Aim of the exercise: From the line with "Place one point on every instance of the small" through the line with "Target: small vase", inclusive, return each line of the data below exactly and leave the rest out.

Dataset:
________________________________________

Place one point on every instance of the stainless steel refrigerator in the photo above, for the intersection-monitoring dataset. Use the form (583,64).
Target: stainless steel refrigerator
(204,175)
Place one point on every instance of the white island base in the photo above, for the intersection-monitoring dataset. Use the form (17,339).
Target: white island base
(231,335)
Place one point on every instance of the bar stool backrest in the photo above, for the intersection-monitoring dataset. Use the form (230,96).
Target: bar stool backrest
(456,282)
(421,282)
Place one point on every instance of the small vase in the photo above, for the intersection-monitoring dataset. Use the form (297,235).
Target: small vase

________________________________________

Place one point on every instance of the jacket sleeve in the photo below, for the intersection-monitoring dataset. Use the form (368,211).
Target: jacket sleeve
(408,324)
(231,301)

________________________________________

Output of the exercise:
Place one point on every instance of the small vase in the photo above, for the intersection-monitoring dataset. Use the form (297,235).
Target: small vase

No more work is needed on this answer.